● **Document text**

↓↓↓

The Duck of Minerva

The Duck Quacks at Twilight

Welcome New Ducks and an Invitation

July 25, 2021

The Duck has a new look and a new lineup of our core group, what we used to call “permanent contributors.” We haven’t yet settled on a new term. Blog Jedi Masters came to mind. In this post, I wanted to thank long-time contributors who are stepping away from the core group but who may blog intermittently and welcome some new folks to the core. I also want to invite a new cohort of folks to write for us regularly as Contributing Bloggers.

Dan’s Back!
First, let me thank Dan Nexon for his artful return to the blog. His industry to carry out the site redesign is much appreciated. He founded this blog many moons ago, and we missed his gusto and entrepreneurial spirit. In addition to the evolving look and feel, there will be pods and features and an effort to rekindle all the best bits of the blogosphere of old, opportunities for free-wheeling debate and a bit of fun and frivolity as well.

Lurking
Second, I will be here but something of a lurker. I’m currently serving in the Biden administration as Senior Climate Advisor at the Pentagon so my energies are a bit elsewhere. I’m also probably pretty constrained in talking about my day job explicitly, though I hope I can do so obliquely on occasion.

Thank You
Third, long-time members of our core group — Amanda Murdie, Rodger Payne, and Steve Saideman — are stepping down from those positions but are always welcome to blog here. Thank you for all of your wit and intellect on your posts over the years.

Welcome
Fourth, we are pleased as punch to have a number of new folks join the core group. Dan of course I mentioned. But, we also have several of what we used to call Guest Ducks who are joining the core group alongside me, Charli Carpenter, Lisa Gaufman, and Jarrod Hayes. Those new folks include:

  • Naazneen Barma – who writes on peacebuilding and economic development, co-founded the Bridging the Gap channel on the Duck and leads the Scrivner Institute at the University of Denver
  • Cullen Hendrix – who writes about the intersection of the environment and security, among other topics and is a Professor at the University of Denver
  • Peter Henne – who focuses on religion in foreign policy and political violence and is an Associate Professor of Political Science in the College of Arts and Sciences at the University of Vermont.

↑↑↑

● **Directions**
• A. Answer these questions using the Duck of Minerva post:
(i) What position does the writer currently hold in the Biden administration?
(ii) Which three long-time members are stepping down from the core group?
(iii) At which university is Peter Henne an Associate Professor?
• B. Pick up the Duck of Minerva post after its final bullet and write the next section in the same voice.

● **Entries supplied**
↓↓↓

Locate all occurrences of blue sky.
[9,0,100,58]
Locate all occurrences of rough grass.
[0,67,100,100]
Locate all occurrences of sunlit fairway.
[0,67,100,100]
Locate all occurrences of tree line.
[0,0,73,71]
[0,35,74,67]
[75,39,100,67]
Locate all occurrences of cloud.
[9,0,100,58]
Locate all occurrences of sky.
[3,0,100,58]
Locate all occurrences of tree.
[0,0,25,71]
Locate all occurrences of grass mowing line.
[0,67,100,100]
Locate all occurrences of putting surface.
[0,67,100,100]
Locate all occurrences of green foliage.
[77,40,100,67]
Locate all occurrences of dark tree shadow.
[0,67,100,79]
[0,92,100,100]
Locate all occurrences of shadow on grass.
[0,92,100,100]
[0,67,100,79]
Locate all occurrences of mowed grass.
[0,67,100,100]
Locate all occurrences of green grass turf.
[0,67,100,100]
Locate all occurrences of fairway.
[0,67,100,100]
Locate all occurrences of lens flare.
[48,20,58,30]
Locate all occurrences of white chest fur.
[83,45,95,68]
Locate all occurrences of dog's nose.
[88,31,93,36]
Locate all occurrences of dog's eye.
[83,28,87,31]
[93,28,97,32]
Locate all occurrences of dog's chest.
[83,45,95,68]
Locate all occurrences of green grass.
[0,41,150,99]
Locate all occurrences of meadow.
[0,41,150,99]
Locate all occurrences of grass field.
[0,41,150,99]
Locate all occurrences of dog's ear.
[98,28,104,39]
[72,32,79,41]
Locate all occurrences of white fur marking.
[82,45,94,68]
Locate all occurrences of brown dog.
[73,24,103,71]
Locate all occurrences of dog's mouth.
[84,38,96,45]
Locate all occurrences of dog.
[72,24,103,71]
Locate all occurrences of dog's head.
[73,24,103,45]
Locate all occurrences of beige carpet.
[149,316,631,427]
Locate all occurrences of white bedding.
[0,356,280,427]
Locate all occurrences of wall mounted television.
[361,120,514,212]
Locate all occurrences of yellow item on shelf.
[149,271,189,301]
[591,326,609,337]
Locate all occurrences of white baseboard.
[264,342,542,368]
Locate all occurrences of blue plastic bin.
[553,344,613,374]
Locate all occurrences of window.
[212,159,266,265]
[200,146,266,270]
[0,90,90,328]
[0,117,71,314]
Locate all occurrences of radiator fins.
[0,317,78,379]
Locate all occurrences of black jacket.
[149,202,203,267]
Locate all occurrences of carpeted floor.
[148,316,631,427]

↑↑↑
↓↓↓

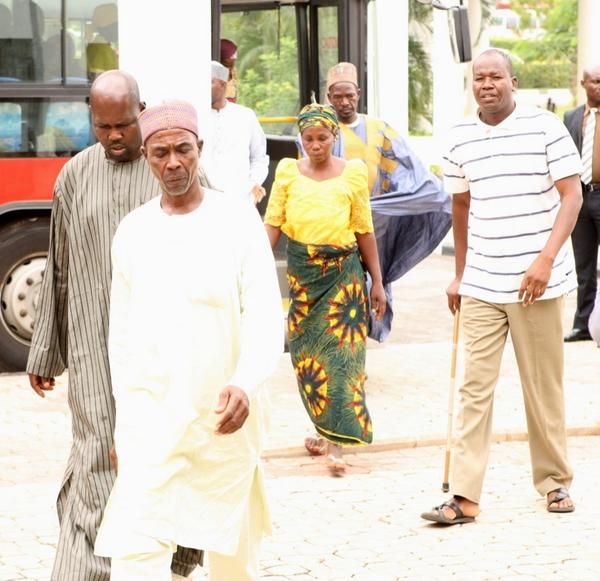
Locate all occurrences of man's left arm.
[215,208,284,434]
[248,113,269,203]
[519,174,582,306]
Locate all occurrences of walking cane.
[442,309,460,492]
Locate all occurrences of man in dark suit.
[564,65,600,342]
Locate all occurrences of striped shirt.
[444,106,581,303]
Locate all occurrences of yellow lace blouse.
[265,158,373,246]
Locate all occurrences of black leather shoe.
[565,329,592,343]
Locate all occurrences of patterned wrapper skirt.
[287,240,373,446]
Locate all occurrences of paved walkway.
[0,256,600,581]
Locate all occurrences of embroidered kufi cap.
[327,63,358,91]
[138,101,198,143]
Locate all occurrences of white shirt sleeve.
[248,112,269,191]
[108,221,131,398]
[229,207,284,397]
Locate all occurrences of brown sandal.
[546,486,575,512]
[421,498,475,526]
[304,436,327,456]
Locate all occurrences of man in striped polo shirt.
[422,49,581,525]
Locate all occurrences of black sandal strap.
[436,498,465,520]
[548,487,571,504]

↑↑↑

● **Written responses**
• A.
(i) Senior Climate Advisor at the Pentagon
(ii) Amanda Murdie, Rodger Payne, and Steve Saideman
(iii) The University of Vermont

• B.
We are also delighted that Dani Gilbert and Erik Lin-Greenberg are coordinating the Bridging the Gap channel. New substantive channels on political economy and other topics are in the works so be on the lookout!

Come Write for Us!
Did you ever wish you had a platform to say whatever you wanted to the IR community unmediated and without waiting for months/years of peer review? I mean you could tweet your thoughts but what about more extended essays that capture your reactions to the news, developments in the field, and whatever else that strikes your fancy. You can write for more formal outlets that will edit your copy and clean it up, but what if you just want to riff and get something off your chest?

If that’s you, come write for us. If you are willing to blog regularly for a year, come join as a Contributing Blogger and you will get your very own keys to drive this blog. You get log-in privileges that allow you to post whenever, whatever you want. In a world of countless editors, there is great freedom (and some risk of course) in having that luxury. Live a little and come blog for us! Just get in touch with any of us, and we’ll be selecting in the next month before APSA a slate of diverse voices to write regularly on the new and improved Duck.

If you just want to do a one-off here or there, send something to one of the core group or write to comms@duckofminerva.com, and we will post on your behalf, but the new blog will create a profile of your work rather than have it appear under our names. And, if you like the results, you can keep at it and potentially get those log-in keys to the Duck.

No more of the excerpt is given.